Task brief: Transcribe, exactly as they appear, only the lines from the one holding "highway shown in this photo." through the end of the entries below.

Material provided:
* BEGIN *

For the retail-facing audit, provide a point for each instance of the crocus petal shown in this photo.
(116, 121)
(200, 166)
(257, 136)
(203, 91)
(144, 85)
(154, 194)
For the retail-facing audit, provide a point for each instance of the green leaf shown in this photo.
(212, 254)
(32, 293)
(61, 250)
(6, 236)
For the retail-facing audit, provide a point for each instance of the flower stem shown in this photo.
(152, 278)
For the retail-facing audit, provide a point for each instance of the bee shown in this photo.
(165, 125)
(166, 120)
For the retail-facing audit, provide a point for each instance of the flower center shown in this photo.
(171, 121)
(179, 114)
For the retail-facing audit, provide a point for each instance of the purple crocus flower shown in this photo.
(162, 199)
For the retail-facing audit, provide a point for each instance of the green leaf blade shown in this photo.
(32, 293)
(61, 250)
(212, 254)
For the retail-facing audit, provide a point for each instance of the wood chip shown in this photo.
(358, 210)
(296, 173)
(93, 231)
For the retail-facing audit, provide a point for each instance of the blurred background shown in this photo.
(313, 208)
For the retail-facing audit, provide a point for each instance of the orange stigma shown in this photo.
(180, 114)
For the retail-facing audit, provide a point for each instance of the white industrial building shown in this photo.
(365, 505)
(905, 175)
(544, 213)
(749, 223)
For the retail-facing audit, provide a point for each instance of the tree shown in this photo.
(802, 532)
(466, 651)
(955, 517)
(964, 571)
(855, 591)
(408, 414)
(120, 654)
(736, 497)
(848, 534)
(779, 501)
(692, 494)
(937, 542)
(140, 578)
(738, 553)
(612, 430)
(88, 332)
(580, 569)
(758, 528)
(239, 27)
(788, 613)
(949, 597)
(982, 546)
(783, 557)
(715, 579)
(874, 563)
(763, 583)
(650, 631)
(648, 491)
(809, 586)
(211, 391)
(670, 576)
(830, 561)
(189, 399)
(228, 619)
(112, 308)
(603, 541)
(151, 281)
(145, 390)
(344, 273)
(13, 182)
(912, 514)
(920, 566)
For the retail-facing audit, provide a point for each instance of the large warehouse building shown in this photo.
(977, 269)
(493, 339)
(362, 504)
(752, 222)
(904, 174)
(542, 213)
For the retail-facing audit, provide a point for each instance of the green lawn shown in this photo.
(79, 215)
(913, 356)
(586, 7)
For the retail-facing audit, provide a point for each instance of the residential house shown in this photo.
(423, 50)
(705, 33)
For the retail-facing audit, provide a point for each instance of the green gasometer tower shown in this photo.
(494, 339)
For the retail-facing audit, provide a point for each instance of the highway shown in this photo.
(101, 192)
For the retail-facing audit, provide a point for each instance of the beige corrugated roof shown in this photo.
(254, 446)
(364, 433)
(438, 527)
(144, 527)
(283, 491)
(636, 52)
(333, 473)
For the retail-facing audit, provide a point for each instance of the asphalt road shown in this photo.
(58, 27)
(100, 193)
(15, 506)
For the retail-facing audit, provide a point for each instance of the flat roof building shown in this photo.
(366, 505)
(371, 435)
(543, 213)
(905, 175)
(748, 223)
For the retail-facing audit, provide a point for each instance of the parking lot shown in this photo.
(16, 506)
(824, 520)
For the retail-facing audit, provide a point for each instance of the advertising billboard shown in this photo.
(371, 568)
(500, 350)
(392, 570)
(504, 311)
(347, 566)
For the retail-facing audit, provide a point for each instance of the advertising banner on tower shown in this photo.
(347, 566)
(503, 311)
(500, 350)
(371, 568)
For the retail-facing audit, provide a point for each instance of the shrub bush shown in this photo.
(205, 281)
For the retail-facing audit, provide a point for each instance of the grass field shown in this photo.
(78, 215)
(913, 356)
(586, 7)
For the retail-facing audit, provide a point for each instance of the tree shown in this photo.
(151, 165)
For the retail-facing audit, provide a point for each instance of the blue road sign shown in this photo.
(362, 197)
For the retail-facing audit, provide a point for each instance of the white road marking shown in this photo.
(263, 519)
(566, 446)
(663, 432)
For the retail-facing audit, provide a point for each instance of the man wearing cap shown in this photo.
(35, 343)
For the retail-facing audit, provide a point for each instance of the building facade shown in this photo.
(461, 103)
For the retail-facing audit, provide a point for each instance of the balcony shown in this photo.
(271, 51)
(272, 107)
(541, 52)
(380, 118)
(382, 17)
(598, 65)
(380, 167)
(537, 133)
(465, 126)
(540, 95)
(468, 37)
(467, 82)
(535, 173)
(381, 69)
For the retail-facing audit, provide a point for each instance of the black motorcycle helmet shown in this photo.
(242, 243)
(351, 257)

* END *

In response:
For the retail-facing audit, provide a point for each instance of the highway shown in this photo.
(101, 192)
For the retail-facing audit, provide a point for each instance of the beige corrugated roof shown in this photo.
(254, 446)
(364, 433)
(438, 527)
(144, 527)
(283, 491)
(636, 52)
(333, 473)
For the retail-facing audit, provide a point for each instance of the asphalt road shown in this photo.
(58, 27)
(100, 193)
(15, 506)
For the retail-facing audit, provide a point for each instance of the flat roof building shown in this photo.
(366, 505)
(371, 435)
(543, 213)
(905, 175)
(748, 223)
For the retail-facing audit, provide a point for each instance of the parking lot shown in this photo.
(16, 506)
(824, 520)
For the retail-facing audit, provide a point for each instance of the advertising billboard shown in this photo.
(371, 568)
(500, 350)
(392, 570)
(504, 311)
(347, 566)
For the retail-facing audit, provide a point for each instance of the advertising banner on tower shown in this photo.
(347, 566)
(503, 311)
(500, 350)
(371, 568)
For the retail-facing audit, provide a point for each instance of the shrub bush shown in this photo.
(205, 281)
For the retail-facing audit, provide a point for each instance of the grass field shown in this photo.
(78, 215)
(913, 356)
(586, 7)
For the retail-facing audit, provide a point for each instance of the tree shown in this photo.
(151, 165)
For the retail-facing audit, provide a point for each instance of the blue road sign shown in this photo.
(362, 197)
For the retail-facing audit, provide a point for each instance of the white road marking shown in this photo.
(263, 519)
(566, 446)
(663, 432)
For the retail-facing audit, provide a point for each instance of the man wearing cap shown in this photo.
(35, 343)
For the retail-facing audit, provide a point for each instance of the building facade shown in this photo.
(461, 103)
For the retail-facing audit, provide a point for each instance of the balcony shown in this photo.
(271, 51)
(272, 107)
(541, 52)
(380, 118)
(382, 17)
(598, 65)
(380, 167)
(537, 133)
(465, 126)
(540, 95)
(468, 37)
(467, 82)
(535, 173)
(381, 69)
For the retail-facing audit, provide a point for each instance of the black motorcycle helmet shown in this photo.
(242, 243)
(351, 257)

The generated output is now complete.